[Material erkunden]
1. Geben Sie aus dem Textauszug über Geißeln den Abschnitt wörtlich wieder, der mit „Die Geißeln der“ beginnt und mit „und beim DNS-Transfer.“ endet.
2. Wofür sind Flagellen bei Bakterien laut dem Textauszug über Geißeln vor allem notwendig?
3. Führen Sie den Textauszug über Geißeln und Flagellen im Anschluss an seinen letzten Satz weiter.

Die Geißeln der Eukaryoten sind fädige, von der Zellmembran umschlossene Ausstülpungen der Zelle, in deren Inneren sich jeweils ein Bündel von Mikrotubuli befindet und die durch aktive Formveränderung eine Bewegung bewirken.

Flagellen sind bei Bakterien vor allem für die Bewegung in Flüssigkeiten und über Oberflächen notwendig, sie sind aber auch bei der Anheftung an verschiedenste Oberflächen beteiligt. Manche Pili spielen eine große Rolle bei der Wirtserkennung und Invasion von krankmachenden Bakterien, bei der Fortbewegung auf Oberflächen und beim DNS-Transfer.

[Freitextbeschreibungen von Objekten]
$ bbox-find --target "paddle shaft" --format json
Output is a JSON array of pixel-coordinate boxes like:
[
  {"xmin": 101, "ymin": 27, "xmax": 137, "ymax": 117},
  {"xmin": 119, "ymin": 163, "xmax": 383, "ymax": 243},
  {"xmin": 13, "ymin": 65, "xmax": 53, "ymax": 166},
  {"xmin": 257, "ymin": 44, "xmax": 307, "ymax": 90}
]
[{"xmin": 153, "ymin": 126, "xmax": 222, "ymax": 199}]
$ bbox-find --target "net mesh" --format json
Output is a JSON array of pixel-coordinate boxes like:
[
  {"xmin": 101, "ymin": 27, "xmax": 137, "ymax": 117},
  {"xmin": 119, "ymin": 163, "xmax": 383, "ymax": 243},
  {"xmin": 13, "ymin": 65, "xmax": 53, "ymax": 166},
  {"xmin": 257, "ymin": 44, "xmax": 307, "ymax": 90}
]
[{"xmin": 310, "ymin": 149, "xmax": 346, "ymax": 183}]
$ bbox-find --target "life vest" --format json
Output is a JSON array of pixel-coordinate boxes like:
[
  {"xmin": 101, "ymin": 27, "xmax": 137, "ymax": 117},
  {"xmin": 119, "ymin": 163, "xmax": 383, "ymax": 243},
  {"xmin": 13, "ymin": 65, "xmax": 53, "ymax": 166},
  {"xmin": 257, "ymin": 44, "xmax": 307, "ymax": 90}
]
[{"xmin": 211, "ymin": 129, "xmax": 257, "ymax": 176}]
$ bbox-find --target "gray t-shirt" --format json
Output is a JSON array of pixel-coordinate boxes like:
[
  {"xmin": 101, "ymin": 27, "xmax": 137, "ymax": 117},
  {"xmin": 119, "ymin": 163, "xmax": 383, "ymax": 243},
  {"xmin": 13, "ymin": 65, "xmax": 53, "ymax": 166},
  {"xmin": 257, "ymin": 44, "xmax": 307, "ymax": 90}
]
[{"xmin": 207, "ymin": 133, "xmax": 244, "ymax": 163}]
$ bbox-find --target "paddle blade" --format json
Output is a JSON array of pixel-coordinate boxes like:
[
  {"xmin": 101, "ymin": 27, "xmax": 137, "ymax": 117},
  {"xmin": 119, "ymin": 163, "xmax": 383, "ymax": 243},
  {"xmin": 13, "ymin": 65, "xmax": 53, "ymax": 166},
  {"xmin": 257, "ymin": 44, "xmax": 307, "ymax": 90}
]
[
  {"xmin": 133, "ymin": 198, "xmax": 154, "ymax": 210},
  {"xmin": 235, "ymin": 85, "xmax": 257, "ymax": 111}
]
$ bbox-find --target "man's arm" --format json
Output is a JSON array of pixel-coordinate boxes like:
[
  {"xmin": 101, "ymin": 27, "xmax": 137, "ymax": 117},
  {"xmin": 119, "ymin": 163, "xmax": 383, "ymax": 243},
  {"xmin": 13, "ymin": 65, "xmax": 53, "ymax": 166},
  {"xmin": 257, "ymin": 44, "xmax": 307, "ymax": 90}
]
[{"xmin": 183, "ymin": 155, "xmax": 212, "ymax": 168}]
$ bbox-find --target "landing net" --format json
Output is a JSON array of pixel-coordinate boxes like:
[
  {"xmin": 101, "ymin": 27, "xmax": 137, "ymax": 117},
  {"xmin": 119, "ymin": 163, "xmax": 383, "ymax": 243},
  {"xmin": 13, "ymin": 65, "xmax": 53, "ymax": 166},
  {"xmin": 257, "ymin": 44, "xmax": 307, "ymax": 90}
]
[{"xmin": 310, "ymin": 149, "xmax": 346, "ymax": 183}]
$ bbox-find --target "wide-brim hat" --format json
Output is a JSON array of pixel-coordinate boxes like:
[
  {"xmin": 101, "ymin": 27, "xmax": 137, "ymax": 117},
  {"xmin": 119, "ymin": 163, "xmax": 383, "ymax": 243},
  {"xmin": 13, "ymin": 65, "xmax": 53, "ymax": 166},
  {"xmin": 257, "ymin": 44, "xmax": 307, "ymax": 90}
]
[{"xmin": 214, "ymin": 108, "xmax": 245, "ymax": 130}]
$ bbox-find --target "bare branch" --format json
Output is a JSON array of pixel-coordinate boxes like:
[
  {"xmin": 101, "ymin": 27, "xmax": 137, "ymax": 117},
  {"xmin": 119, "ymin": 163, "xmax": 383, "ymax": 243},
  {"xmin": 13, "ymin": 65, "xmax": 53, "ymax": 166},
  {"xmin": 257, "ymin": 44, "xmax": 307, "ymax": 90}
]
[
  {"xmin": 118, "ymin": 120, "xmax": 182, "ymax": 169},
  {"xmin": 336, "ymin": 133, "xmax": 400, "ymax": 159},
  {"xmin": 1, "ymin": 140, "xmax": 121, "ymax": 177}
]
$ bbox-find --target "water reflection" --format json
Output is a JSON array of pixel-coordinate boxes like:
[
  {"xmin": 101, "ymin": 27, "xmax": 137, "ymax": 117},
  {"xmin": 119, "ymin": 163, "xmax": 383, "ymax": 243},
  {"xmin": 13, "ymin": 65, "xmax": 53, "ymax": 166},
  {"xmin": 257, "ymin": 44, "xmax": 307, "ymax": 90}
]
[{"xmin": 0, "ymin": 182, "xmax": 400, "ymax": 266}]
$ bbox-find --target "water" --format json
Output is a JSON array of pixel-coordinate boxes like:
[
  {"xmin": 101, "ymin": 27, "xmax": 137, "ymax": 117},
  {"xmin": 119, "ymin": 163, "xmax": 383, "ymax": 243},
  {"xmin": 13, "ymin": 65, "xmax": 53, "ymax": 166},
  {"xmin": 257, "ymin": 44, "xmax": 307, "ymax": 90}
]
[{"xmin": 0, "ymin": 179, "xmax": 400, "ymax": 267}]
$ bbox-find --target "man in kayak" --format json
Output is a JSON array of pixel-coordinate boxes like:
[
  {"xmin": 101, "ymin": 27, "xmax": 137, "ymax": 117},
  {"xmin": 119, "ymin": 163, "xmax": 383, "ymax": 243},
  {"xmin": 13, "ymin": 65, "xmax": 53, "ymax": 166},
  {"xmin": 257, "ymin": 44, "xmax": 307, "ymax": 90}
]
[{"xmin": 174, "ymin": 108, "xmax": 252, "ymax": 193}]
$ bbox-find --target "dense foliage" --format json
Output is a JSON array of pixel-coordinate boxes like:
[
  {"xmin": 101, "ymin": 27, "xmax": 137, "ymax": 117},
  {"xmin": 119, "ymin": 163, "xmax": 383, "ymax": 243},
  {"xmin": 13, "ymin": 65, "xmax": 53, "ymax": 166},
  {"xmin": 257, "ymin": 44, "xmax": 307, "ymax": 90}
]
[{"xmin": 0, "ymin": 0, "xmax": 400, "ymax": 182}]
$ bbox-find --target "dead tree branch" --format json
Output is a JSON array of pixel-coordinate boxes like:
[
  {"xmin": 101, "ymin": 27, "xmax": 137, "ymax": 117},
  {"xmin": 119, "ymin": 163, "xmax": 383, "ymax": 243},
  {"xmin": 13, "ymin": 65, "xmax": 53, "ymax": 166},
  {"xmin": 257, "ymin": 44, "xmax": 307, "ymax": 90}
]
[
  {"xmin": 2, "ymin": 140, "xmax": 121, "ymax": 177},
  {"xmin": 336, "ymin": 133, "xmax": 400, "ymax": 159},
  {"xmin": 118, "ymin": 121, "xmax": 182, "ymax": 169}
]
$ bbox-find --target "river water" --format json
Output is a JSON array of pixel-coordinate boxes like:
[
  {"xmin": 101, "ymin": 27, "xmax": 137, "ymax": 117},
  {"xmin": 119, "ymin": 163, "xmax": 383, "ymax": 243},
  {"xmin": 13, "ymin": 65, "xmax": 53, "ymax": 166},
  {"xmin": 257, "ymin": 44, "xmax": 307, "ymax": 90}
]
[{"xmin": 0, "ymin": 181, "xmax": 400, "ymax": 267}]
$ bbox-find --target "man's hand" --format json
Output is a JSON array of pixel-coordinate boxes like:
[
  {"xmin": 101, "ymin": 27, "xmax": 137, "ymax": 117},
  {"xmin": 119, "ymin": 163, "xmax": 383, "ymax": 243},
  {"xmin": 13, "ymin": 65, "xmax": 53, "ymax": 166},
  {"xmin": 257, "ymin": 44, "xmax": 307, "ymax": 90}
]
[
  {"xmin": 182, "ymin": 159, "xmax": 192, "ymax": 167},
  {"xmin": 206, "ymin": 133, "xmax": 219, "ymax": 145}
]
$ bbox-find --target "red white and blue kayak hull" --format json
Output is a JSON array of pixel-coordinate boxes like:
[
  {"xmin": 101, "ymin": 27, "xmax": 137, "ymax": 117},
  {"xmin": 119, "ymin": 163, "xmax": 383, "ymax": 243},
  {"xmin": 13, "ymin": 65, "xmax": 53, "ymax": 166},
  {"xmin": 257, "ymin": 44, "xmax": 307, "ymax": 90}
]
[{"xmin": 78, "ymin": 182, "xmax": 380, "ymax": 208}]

[Erwartete Ergebnisse]
1.
Die Geißeln der Eukaryoten sind fädige, von der Zellmembran umschlossene Ausstülpungen der Zelle, in deren Inneren sich jeweils ein Bündel von Mikrotubuli befindet und die durch aktive Formveränderung eine Bewegung bewirken.

Flagellen sind bei Bakterien vor allem für die Bewegung in Flüssigkeiten und über Oberflächen notwendig, sie sind aber auch bei der Anheftung an verschiedenste Oberflächen beteiligt. Manche Pili spielen eine große Rolle bei der Wirtserkennung und Invasion von krankmachenden Bakterien, bei der Fortbewegung auf Oberflächen und beim DNS-Transfer.

2. Für die Bewegung in Flüssigkeiten und über Oberflächen.

3.
Bakterien bewegen sich meist frei im Flüssigmedium schwimmend, angetrieben durch Flagellen, auch als Geißeln bezeichnet.  Die Flagellen der Prokaryoten sind gewendelte Proteinfäden außerhalb der Zellmembran, die sich nicht aktiv verformen, an ihrem in der Zelle verankerten Ende durch einen Motor in Drehung versetzt werden und auf diese Weise, ähnlich wie ein Propeller, einen Schub oder Zug ausüben.

Obwohl man weiß, dass Archaeen ebenfalls Flagellen, Pili und andere einzigartige Zelloberflächenstrukturen besitzen, ist bisher nur wenig über den Aufbau dieser Strukturen in der Membran von Archaeen und deren Funktion bekannt.

In einem Bericht der Max Planck Gesellschaft über Oberflächenstrukturen von Archaeen (www.mpg.de/print/435560) wurden Zellausstülpungen bei Archaeen der Gattung Sulfolobus untersucht.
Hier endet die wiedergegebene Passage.